• Task brief
Please answer these questions about the email marketing passage below, one per line:
1. Whose research findings does the passage cite to show that every additional email generates some positive incremental impact?
2. At which company did the emails that drove the highest sales also spark the most unsubscribes?
3. What four observable metrics does the passage list as revealing the erosion of trust?

• Selected passage
- - -
We CAN, however, guess what might happen. Of course, we have to rely on our instincts and experiences, because — once again — you cannot use currently available data to review the long-term impacts of your decisions. I’ll wager that Andrew Mason would agree with one idea — annoying your biggest fans might not be the most effective way to reach the White House.
As Kevin Hillstrom illustrated with his research findings, every additional email you send will generate SOME positive incremental impact. And yet, every email you send will also motivate some of your subscribers to click the “unsubscribe here” button. Last week’s Marketing BS newsletter was my personal favorite so far. Readers agreed: it was shared more times and attracted more subscriptions than any previous newsletter. But, it ALSO triggered more subscription cancellations. This apparent contradiction is actually a common phenomenon. During my time at Expedia, the emails that drove the highest sales also sparked the most unsubscribes. To paraphrase Elie Wiesel’s famous adage, “The opposite of an engagement is not an unsubscribe. It is indifference.”
The negative impact from short-term subscription cancellations are almost always overshadowed by the positive impact from sending an additional email (or two…). But the true, unmeasurable (or at least difficult to measure) consequence is not just the short-term subscription cancellations, but the long-term impact: the reduced trust your subscribers have in you. Every time a subscriber has a “bad experience” from reading your email — or even seeing it in their inbox — it reduces their chances of opening the next email. Which, in turn, reduces subscribers’ respect for your brand, as well as their trust that you (and your emails) will provide them with value. The erosion of trust is obviously difficult to evaluate, but it reveals itself through metrics that you CAN readily observe: lower future open rates, lower future conversions, lower future click-through rates, and lower future brand traffic.
- - -
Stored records

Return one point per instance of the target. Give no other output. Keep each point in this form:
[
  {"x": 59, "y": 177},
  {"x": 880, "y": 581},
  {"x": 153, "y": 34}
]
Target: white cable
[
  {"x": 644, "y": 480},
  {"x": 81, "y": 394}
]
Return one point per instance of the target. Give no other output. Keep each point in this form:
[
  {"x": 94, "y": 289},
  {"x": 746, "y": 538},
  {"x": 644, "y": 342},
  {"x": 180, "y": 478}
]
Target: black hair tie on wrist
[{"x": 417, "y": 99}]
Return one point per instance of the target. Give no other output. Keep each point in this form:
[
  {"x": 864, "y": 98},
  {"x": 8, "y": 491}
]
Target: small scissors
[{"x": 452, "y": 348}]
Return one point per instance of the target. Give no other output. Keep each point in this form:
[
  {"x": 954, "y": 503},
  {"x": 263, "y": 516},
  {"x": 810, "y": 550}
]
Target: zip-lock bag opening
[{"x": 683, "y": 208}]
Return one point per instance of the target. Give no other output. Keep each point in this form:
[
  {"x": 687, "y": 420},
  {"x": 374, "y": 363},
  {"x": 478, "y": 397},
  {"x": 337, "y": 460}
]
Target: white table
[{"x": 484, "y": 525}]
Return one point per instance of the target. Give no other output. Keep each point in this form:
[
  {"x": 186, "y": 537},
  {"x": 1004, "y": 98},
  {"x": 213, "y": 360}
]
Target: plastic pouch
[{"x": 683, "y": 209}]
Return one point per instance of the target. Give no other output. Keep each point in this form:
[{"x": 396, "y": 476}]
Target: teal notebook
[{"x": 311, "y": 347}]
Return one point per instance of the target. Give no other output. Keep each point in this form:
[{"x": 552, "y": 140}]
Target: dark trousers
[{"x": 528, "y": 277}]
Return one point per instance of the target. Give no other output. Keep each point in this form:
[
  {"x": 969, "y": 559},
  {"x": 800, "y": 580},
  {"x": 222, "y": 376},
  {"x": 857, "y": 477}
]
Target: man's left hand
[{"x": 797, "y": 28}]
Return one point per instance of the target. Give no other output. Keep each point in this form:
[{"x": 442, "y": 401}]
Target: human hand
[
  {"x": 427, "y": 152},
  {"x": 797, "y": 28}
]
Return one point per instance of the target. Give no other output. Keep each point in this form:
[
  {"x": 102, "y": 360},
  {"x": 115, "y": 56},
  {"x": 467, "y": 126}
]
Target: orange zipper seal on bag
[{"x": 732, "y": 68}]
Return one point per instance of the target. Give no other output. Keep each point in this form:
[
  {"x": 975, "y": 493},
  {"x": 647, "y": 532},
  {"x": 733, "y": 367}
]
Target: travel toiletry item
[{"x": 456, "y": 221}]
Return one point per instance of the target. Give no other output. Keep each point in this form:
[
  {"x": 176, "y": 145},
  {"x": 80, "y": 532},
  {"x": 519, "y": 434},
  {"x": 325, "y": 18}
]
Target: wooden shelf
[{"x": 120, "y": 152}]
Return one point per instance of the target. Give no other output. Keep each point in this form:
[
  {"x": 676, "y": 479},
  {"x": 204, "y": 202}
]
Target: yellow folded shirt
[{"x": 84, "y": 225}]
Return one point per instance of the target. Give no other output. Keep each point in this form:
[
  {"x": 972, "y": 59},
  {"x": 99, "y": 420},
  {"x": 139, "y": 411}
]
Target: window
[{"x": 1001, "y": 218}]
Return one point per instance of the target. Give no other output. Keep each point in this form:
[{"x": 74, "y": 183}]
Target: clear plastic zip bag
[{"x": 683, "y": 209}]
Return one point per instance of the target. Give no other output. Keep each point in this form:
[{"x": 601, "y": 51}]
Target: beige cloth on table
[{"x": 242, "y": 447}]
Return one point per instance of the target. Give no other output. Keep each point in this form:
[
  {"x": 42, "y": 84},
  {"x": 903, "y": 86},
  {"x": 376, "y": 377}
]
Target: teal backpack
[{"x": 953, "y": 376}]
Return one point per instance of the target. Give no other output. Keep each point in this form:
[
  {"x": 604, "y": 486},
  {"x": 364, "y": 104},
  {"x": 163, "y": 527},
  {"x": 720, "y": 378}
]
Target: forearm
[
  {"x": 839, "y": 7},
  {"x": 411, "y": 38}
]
- - -
• Exercise solution
1. Kevin Hillstrom's
2. Expedia
3. Lower future open rates, lower future conversions, lower future click-through rates, and lower future brand traffic